What is asked:
Copy out word for word the stretch of entries from the line containing "query (the noun phrase to segment): small" through the end of the entries, with both ends included.

Extracted records:
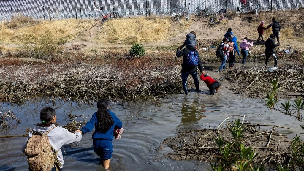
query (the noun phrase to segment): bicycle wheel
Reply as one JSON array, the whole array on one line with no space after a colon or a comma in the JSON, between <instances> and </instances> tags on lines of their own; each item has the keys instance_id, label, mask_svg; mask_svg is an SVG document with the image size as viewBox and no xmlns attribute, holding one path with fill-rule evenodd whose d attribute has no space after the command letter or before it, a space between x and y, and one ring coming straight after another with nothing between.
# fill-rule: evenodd
<instances>
[{"instance_id":1,"label":"bicycle wheel","mask_svg":"<svg viewBox=\"0 0 304 171\"><path fill-rule=\"evenodd\" d=\"M188 12L184 11L178 14L177 19L180 23L185 24L189 22L190 20L190 16Z\"/></svg>"}]
</instances>

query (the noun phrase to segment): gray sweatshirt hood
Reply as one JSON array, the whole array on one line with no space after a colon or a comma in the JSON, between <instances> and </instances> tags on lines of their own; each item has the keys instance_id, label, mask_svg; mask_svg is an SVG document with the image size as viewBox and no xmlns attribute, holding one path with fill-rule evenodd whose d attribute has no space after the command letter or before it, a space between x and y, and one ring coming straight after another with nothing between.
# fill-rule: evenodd
<instances>
[{"instance_id":1,"label":"gray sweatshirt hood","mask_svg":"<svg viewBox=\"0 0 304 171\"><path fill-rule=\"evenodd\" d=\"M52 128L54 127L55 126L55 125L53 124L50 126L48 127L36 127L33 129L33 131L34 132L38 131L39 132L42 132L43 133L46 132L47 132L49 131L50 130L52 129Z\"/></svg>"}]
</instances>

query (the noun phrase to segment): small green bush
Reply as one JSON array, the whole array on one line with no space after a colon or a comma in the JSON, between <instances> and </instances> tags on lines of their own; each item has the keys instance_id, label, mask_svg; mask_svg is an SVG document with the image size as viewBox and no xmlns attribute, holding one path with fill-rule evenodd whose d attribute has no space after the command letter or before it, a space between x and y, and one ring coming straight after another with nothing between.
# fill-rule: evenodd
<instances>
[{"instance_id":1,"label":"small green bush","mask_svg":"<svg viewBox=\"0 0 304 171\"><path fill-rule=\"evenodd\" d=\"M26 35L18 47L19 56L52 61L66 42L64 38L57 38L48 33L39 37Z\"/></svg>"},{"instance_id":2,"label":"small green bush","mask_svg":"<svg viewBox=\"0 0 304 171\"><path fill-rule=\"evenodd\" d=\"M130 55L137 58L144 55L145 53L145 49L143 47L143 45L138 43L132 45L132 47L129 51L129 54Z\"/></svg>"},{"instance_id":3,"label":"small green bush","mask_svg":"<svg viewBox=\"0 0 304 171\"><path fill-rule=\"evenodd\" d=\"M242 142L246 128L240 119L235 121L234 124L230 129L233 137L232 142L226 142L220 136L213 138L219 148L220 154L214 163L211 163L212 170L264 171L265 167L254 164L254 159L258 155L254 150L245 147Z\"/></svg>"}]
</instances>

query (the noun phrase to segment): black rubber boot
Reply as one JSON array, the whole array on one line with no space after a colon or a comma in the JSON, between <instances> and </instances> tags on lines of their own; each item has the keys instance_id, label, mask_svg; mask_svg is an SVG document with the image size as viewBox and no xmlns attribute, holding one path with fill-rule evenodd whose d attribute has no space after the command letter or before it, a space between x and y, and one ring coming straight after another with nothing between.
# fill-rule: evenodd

Task answer:
query (the noun phrase to segment): small green bush
Reply as one JSON array, the whole array on one line with no space after a colon or a comma in the JSON, between <instances> and </instances> tags on lines of their own; each item has the keys instance_id, label, mask_svg; mask_svg is an SVG document with the image size as viewBox and no xmlns attribute, holding one path with fill-rule evenodd whose d attribute has no space after the command letter or before it, a space between x and y, and one ring coming straight after another with nothing between.
# fill-rule: evenodd
<instances>
[{"instance_id":1,"label":"small green bush","mask_svg":"<svg viewBox=\"0 0 304 171\"><path fill-rule=\"evenodd\" d=\"M26 35L18 47L19 56L52 61L66 42L64 38L57 38L48 33L39 37Z\"/></svg>"},{"instance_id":2,"label":"small green bush","mask_svg":"<svg viewBox=\"0 0 304 171\"><path fill-rule=\"evenodd\" d=\"M130 55L137 58L144 55L145 53L145 49L143 47L143 45L138 43L132 45L132 47L129 51L129 54Z\"/></svg>"},{"instance_id":3,"label":"small green bush","mask_svg":"<svg viewBox=\"0 0 304 171\"><path fill-rule=\"evenodd\" d=\"M242 142L246 128L240 119L235 121L234 124L230 129L233 137L232 142L226 142L220 136L213 138L219 148L220 154L214 163L211 163L212 170L264 171L265 167L254 164L254 159L258 155L254 150L245 147Z\"/></svg>"}]
</instances>

query (the noun phrase to segment): black rubber boot
Reply as one JSON array, the whole array on one line with no space after a colon or a comma in the JSON, between <instances> and </instances> tags on lines of their own; each item has the keys instance_id, label, mask_svg; mask_svg is an SVG document with the image size as viewBox and no xmlns attribute, holding one path with fill-rule evenodd whose d attribute has no space after the command letter or before it, a space between x and y, and one ring coming straight after another with nothing between.
# fill-rule: evenodd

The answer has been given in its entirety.